My stomach was churning with fear and dismay, with confusion.

Then Milan my darling in October – just before your baby brothers first birthday you developed a fever, became unwell your neutrophils were low so you needed to be admitted in hospital once again, this time a blood infection and you needed to have the port removed earlier!


Three years ago my baby had this port put in and then it’s taken out, just like that – well of course not without complication! Thankfully once it was removed you made a full recovery and we were able to go home.

Which brings us to today, at 10.20pm on the 20th of November 2015, the end of this story, the beginning of the next one.

Image supplied.

I can finally allow myself to imagine a future.

We will need to discover together what life means in this new “normal”.

#### ABOUT THIS TASK:
Write the next few paragraphs of the account addressed to Milan about his illness and treatment, picking up after its final sentence.

Lines drawn from a dataset
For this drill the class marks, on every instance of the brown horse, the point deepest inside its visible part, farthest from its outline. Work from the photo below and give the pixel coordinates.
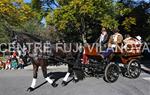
(40, 59)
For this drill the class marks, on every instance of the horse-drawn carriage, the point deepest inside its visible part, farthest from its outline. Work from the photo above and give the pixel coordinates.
(125, 61)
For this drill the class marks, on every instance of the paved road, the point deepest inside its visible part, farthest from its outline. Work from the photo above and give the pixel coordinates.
(15, 82)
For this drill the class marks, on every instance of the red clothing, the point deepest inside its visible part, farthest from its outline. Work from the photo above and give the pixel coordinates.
(14, 54)
(8, 62)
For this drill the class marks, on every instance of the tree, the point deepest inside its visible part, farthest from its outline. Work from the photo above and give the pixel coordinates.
(76, 17)
(13, 15)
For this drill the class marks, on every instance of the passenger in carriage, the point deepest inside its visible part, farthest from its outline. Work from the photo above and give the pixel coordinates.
(114, 42)
(103, 39)
(132, 45)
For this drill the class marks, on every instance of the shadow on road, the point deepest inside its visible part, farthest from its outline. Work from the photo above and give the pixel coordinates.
(56, 76)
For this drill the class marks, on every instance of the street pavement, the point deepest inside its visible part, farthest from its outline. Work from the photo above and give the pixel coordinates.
(16, 82)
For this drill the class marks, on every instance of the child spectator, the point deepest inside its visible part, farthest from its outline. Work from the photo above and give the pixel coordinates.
(8, 64)
(2, 65)
(21, 64)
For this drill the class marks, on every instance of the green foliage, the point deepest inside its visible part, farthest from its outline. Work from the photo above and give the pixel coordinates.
(77, 17)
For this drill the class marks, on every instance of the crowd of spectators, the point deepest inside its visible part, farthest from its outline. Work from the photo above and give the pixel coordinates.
(11, 62)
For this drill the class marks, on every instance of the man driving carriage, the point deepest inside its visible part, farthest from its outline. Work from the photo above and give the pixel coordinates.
(114, 43)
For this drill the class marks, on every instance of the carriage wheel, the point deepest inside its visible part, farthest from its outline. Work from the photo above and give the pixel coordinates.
(134, 68)
(111, 73)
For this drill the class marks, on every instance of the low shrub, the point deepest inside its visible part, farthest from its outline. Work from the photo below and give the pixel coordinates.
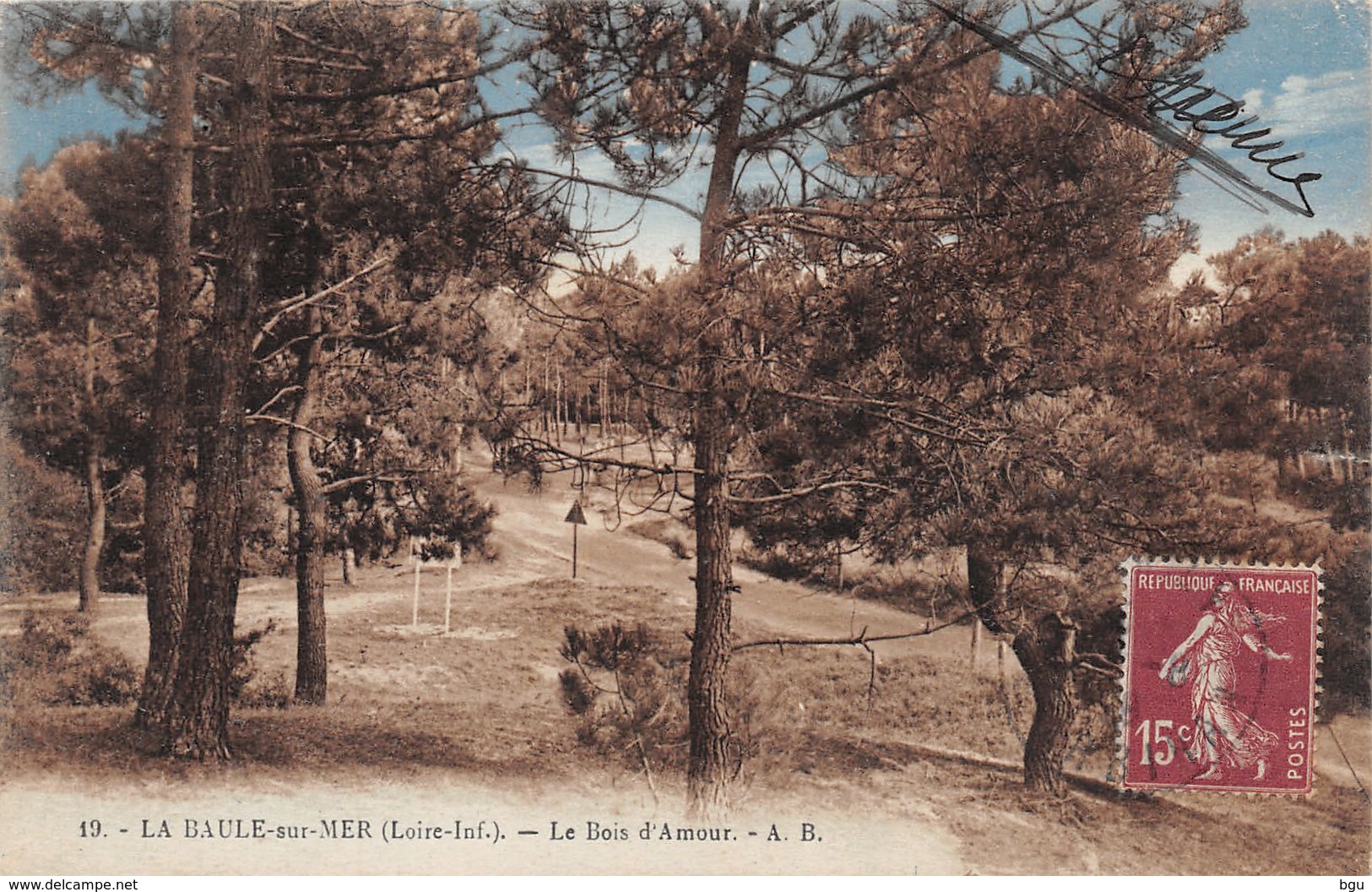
(58, 661)
(627, 689)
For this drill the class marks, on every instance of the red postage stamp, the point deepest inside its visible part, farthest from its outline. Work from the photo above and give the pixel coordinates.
(1220, 677)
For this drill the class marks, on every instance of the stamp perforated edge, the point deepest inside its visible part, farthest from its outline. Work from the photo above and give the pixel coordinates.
(1117, 764)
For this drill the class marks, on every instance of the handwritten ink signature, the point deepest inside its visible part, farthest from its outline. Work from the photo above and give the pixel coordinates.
(1170, 95)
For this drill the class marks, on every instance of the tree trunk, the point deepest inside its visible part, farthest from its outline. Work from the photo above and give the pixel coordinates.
(165, 536)
(707, 777)
(708, 716)
(199, 715)
(1046, 652)
(89, 582)
(349, 566)
(312, 667)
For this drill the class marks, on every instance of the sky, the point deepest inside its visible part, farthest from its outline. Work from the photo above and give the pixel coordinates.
(1302, 66)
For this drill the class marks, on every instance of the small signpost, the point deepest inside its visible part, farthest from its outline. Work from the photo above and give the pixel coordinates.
(450, 564)
(577, 518)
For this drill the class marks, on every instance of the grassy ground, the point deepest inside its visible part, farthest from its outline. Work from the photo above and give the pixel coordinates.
(420, 722)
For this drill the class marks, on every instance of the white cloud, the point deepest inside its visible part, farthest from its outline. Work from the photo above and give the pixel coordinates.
(1316, 105)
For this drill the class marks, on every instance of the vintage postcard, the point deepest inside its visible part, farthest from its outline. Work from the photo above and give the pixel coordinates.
(1196, 705)
(685, 438)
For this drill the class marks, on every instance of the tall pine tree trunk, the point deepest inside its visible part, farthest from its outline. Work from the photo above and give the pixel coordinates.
(707, 777)
(706, 692)
(89, 582)
(311, 652)
(165, 533)
(1047, 652)
(199, 715)
(1046, 648)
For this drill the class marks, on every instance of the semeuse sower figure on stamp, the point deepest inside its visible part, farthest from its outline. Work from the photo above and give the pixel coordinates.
(1224, 736)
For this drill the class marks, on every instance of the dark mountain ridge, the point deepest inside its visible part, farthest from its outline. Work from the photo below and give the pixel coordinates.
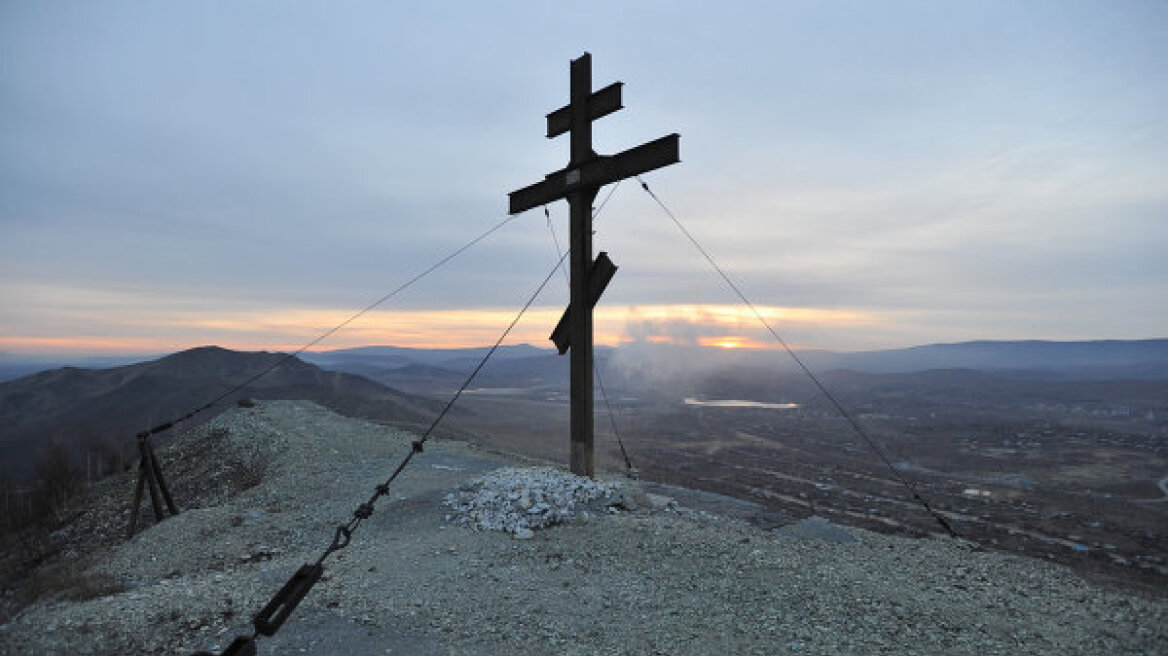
(77, 406)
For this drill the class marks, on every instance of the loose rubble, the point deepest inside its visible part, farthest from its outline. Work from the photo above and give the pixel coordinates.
(660, 576)
(519, 500)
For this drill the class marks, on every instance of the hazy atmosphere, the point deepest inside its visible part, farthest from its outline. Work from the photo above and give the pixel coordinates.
(875, 175)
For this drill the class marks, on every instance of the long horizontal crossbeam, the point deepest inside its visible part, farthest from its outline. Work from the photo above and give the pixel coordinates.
(597, 173)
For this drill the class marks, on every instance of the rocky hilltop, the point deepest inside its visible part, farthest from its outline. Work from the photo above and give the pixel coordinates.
(609, 567)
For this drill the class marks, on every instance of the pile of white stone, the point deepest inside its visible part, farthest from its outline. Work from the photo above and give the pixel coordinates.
(519, 500)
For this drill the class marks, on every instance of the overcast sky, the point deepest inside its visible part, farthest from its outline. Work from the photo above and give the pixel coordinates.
(874, 174)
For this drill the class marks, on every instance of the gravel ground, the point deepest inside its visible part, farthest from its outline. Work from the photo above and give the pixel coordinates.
(639, 573)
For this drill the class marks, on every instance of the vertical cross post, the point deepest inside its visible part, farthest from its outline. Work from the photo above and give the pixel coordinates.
(579, 183)
(579, 203)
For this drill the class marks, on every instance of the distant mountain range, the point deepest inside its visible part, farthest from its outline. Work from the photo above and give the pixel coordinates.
(75, 406)
(526, 365)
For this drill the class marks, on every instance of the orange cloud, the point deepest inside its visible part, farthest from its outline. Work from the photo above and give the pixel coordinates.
(722, 326)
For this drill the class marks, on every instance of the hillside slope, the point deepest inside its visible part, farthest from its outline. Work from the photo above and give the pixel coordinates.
(655, 577)
(75, 406)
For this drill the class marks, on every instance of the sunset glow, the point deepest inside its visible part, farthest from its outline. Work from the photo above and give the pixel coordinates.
(714, 326)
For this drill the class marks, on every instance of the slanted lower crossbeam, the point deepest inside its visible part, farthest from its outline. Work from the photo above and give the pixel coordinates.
(579, 182)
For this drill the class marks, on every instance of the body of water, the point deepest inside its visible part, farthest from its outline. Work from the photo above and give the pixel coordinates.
(741, 403)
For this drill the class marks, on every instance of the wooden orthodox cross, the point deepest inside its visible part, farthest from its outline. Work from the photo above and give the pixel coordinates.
(579, 182)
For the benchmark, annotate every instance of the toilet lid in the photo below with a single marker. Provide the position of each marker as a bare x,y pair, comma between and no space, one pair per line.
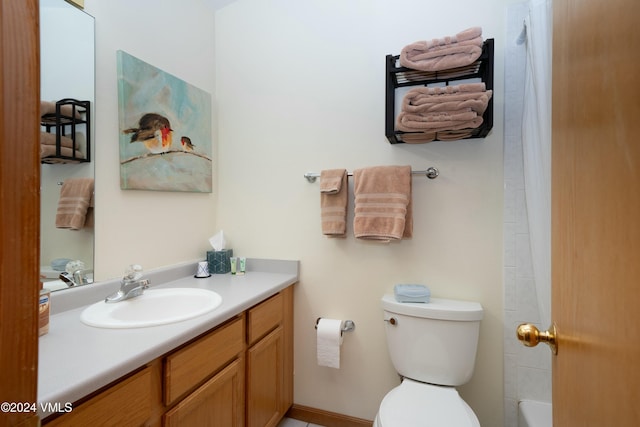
414,404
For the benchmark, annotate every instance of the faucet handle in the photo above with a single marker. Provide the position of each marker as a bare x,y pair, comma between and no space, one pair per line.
133,273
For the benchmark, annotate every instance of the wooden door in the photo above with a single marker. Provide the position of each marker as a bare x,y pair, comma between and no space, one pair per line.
20,210
596,212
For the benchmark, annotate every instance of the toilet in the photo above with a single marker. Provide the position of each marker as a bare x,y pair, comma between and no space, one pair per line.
433,348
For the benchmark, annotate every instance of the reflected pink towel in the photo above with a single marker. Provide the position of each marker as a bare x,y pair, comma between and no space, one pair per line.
333,202
75,199
445,53
49,107
383,208
50,139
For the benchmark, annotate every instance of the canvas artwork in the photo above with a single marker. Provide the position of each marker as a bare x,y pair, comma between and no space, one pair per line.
165,130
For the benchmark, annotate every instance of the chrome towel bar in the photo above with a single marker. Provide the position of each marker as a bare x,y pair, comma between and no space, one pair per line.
430,173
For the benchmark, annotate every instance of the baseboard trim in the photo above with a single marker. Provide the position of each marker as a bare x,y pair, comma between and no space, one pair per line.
325,418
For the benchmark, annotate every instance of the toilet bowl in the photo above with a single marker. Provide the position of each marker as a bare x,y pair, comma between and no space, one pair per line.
415,404
433,347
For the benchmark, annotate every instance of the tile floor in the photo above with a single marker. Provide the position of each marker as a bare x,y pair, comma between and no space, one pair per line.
290,422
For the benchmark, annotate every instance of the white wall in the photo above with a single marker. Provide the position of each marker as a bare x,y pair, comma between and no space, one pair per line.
153,229
300,87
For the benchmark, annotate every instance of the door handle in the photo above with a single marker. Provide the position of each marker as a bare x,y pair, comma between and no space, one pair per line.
530,336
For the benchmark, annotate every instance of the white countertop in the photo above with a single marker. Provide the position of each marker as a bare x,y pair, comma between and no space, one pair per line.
76,359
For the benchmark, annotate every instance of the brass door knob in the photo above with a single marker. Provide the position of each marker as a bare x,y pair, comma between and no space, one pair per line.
530,336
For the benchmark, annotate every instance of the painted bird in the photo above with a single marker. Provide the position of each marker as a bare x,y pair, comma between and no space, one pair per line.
186,143
154,131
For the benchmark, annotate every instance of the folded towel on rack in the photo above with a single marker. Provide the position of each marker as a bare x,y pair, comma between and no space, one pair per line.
49,107
449,108
383,207
47,138
76,197
48,153
445,53
423,100
333,202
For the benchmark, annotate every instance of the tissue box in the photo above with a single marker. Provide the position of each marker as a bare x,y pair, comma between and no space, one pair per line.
412,293
219,262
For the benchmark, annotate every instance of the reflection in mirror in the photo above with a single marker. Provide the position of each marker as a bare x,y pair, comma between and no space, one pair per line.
67,71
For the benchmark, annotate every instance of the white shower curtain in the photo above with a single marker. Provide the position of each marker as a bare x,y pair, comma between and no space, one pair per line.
536,141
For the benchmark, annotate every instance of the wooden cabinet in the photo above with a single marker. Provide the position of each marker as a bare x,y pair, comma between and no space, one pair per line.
238,374
270,360
265,379
218,402
187,368
126,403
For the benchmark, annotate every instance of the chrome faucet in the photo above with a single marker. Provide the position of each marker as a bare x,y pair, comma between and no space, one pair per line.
131,285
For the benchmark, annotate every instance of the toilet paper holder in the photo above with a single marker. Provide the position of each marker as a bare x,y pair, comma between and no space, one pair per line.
348,326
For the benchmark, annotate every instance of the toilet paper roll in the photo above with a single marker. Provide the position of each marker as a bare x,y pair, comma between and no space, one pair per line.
328,342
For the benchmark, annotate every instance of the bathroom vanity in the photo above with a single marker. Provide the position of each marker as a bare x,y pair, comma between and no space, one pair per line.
231,367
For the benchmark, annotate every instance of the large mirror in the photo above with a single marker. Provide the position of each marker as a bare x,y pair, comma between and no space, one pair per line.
67,57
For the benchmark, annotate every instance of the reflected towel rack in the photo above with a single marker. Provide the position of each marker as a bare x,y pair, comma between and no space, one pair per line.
431,173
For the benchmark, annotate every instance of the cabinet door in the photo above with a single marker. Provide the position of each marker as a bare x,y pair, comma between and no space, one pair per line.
128,403
265,381
217,403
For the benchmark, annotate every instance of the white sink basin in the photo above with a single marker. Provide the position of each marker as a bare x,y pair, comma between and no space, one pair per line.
154,307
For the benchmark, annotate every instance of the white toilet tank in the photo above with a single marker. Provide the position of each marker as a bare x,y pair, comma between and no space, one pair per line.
434,342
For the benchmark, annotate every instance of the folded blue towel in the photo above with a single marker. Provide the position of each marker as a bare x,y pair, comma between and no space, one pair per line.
411,293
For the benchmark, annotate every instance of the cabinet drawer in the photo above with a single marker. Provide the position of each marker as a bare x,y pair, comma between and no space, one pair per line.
125,403
190,366
264,317
218,402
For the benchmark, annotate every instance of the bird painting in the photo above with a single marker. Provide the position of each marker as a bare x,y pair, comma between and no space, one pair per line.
154,131
186,143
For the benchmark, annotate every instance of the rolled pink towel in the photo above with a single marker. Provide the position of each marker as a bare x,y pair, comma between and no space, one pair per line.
48,152
445,53
75,199
49,107
50,139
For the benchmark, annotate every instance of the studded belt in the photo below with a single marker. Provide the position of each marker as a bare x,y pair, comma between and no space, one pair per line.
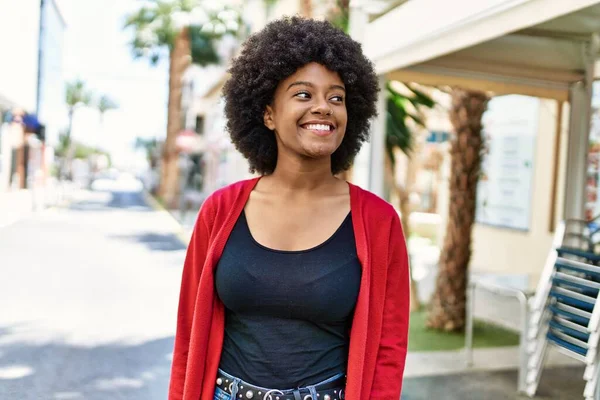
332,389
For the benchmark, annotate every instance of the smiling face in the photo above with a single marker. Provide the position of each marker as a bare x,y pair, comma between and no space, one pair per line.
308,113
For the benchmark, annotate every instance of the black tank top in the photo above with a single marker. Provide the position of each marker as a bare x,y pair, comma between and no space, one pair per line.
287,313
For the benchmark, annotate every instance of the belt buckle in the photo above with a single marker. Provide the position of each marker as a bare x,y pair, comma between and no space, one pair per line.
268,395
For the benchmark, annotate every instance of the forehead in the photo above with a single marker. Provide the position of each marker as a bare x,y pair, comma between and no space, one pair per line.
314,73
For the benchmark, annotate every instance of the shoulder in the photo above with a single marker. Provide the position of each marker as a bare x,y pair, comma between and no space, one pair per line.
373,206
224,198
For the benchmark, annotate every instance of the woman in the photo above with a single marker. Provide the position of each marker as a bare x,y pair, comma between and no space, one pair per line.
295,285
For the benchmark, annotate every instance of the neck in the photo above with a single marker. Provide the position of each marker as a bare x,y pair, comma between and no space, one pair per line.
302,175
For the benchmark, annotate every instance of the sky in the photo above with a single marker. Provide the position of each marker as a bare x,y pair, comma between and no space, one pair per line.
96,50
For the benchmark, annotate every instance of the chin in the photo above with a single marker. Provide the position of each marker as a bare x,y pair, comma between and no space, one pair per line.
319,151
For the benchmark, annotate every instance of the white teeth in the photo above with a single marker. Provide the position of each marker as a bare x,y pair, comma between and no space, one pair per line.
318,127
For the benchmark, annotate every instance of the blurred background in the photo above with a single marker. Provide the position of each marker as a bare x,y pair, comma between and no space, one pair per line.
112,134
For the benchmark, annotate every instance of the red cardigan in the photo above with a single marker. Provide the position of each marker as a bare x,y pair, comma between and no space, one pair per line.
378,338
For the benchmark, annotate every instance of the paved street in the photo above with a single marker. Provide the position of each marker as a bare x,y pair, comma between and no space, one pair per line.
89,297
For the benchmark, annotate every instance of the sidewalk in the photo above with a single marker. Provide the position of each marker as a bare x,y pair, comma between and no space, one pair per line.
22,203
445,374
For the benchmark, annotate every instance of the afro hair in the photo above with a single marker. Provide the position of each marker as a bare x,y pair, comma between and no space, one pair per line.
272,55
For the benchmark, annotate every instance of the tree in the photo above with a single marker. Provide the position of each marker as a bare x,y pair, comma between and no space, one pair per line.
306,8
184,32
76,95
404,115
447,307
105,104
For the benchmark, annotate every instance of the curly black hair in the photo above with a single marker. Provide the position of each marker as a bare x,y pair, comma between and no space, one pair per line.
272,55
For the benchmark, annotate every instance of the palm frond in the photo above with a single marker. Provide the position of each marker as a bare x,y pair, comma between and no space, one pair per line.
401,108
76,93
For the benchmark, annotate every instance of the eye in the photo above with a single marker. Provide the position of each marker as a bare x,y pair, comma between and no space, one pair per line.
303,95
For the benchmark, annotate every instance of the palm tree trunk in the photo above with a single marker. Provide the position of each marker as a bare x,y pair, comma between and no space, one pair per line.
447,307
65,167
179,61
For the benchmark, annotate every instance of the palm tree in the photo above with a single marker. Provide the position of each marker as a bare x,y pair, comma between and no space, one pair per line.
447,307
306,8
77,94
184,32
404,115
105,104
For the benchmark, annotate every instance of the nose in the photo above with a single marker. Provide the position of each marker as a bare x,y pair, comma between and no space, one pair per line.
322,108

#### REPLY TO THE TASK:
It feels as though there should be some grand celebration with fireworks and a colourful parade and trumpets playing but truly treatment just stops, almost silently as it all comes down to two little tiny yellow pills, one oval and one circular.

You have taken them tonight, your final chemotherapy just like that, in the lounge room of our home on a rainy, grey November day.

You would almost not believe you were the same boy who had to fight so hard to live – if it were not for those big brown eyes, long paintbrush eyelashes and that cheeky laugh.

Our Super hero, our little tornado.

Our Milan.

Have you dealt with a child with a serious illness? How did you cope?